• _ABOUT THIS TASK_:
Word for word, restate the lines of the data from the first through the one containing "like [(144, 248)]", and nothing else.
-- SUPPLIED MATERIAL follows --
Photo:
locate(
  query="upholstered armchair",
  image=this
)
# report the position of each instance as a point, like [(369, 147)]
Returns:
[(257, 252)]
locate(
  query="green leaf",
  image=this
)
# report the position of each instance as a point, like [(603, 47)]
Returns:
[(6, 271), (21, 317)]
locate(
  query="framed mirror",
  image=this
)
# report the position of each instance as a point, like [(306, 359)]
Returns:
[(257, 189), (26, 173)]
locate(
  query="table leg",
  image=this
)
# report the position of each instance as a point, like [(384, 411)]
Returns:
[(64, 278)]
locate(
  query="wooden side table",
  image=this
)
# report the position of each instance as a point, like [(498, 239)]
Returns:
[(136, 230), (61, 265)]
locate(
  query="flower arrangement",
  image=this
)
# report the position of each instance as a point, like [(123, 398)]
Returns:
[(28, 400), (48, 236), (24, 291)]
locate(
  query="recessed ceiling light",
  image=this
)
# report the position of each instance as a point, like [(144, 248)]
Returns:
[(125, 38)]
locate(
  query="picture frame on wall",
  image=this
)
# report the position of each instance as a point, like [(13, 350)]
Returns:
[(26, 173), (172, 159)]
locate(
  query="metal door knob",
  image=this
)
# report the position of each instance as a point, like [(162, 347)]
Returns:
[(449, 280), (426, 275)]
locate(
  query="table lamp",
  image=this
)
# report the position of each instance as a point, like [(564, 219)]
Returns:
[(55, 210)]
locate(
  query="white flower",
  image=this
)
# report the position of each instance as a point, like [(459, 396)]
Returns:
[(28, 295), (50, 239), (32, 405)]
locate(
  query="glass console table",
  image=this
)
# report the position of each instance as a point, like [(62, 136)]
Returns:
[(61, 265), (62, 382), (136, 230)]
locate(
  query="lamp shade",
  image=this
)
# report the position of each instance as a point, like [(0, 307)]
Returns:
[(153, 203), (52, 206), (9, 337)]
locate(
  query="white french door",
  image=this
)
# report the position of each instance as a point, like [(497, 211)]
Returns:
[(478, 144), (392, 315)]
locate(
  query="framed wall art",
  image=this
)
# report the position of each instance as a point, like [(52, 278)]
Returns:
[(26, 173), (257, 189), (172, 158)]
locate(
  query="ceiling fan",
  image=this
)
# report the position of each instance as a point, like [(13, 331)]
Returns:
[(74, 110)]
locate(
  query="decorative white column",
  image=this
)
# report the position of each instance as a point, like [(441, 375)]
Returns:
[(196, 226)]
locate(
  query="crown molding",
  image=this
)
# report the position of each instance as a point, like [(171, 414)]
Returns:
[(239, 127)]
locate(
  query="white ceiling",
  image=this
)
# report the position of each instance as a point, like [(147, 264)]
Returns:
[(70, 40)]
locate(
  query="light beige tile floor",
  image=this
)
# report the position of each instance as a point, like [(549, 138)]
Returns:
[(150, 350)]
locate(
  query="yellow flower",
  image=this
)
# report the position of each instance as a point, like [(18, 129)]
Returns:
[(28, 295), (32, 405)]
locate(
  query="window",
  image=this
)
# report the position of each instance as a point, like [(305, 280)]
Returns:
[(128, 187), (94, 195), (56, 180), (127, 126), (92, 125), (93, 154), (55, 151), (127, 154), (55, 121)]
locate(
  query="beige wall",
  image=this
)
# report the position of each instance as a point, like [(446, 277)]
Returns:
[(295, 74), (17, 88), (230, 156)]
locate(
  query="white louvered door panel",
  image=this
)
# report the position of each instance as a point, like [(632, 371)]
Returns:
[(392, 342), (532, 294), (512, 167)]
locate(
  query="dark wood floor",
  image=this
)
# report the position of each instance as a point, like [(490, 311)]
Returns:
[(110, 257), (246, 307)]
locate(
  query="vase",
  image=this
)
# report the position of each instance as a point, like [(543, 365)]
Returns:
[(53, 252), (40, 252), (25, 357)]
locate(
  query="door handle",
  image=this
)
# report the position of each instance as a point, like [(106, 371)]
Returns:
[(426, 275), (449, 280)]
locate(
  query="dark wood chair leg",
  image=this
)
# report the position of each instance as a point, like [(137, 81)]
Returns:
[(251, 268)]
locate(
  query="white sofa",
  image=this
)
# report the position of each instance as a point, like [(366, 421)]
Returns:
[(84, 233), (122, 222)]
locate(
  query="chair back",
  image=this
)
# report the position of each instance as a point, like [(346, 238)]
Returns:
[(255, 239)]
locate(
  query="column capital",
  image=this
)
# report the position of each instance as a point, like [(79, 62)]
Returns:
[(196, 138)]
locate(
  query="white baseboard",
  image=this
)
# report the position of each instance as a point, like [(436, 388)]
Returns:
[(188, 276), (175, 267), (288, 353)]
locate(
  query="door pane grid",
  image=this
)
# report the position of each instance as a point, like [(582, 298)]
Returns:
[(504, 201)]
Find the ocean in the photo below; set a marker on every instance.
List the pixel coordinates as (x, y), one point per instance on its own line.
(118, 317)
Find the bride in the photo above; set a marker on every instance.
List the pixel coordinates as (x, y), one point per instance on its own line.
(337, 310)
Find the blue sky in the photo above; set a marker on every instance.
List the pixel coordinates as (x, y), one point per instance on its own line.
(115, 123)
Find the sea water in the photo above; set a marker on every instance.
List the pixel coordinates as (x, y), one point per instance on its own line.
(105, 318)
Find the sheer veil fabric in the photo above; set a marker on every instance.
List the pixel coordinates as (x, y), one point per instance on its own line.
-- SUPPLIED MATERIAL concluded --
• _TASK RESULT_:
Photo:
locate(
  query="upholstered armchair",
  image=this
)
# report the position of each instance as a point, like [(369, 147)]
Returns:
[(257, 252)]
locate(
  query="green leaf",
  image=this
)
# report the position of each instance as a point, like [(603, 47)]
Returns:
[(6, 271), (21, 317)]
locate(
  query="framed mirror",
  image=this
)
# report the position of each instance as a point, like [(306, 359)]
Returns:
[(257, 189), (26, 173)]
locate(
  query="table leg",
  image=this
)
# report the position of each instance as a point, like [(384, 411)]
Returns:
[(64, 278)]
locate(
  query="wooden side table",
  image=this
)
# report the position of each instance as a point, like [(498, 239)]
Returns:
[(136, 230), (61, 265)]
locate(
  query="flower arrangement",
  image=this
)
# report the position of each instance as a point, like [(123, 398)]
Returns:
[(28, 400), (48, 236), (24, 291)]
locate(
  query="recessed ceiling light",
  image=this
)
# report the position of each instance as a point, like [(144, 248)]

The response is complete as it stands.